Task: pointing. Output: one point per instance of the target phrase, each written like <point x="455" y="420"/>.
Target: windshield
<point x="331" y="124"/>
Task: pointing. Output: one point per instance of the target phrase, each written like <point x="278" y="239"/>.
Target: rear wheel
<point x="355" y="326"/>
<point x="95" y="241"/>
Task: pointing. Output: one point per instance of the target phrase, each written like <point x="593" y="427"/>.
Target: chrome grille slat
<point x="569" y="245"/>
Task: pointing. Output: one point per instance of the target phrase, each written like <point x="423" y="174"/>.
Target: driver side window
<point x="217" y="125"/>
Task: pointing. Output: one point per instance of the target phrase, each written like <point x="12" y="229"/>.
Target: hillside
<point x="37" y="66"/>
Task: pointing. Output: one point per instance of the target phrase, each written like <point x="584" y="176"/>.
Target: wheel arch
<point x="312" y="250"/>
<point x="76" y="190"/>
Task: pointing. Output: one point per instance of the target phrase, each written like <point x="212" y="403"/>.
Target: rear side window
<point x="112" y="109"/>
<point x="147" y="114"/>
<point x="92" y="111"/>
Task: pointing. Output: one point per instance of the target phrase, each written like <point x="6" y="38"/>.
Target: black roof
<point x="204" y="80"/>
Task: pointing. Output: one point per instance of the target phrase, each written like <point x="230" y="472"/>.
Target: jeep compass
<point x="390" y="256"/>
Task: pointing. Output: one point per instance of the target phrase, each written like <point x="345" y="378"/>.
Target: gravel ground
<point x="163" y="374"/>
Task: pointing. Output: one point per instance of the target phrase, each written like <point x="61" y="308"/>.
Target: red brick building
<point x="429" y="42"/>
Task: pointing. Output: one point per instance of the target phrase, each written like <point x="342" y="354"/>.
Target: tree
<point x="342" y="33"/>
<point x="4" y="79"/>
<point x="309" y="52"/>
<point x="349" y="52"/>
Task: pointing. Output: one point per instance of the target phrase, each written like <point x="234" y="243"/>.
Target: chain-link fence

● **GOAL**
Identify every line in the records above that contains the word "wheel", and copy each of those lines.

● **THE SOLUTION**
Target: rear wheel
Target: wheel arch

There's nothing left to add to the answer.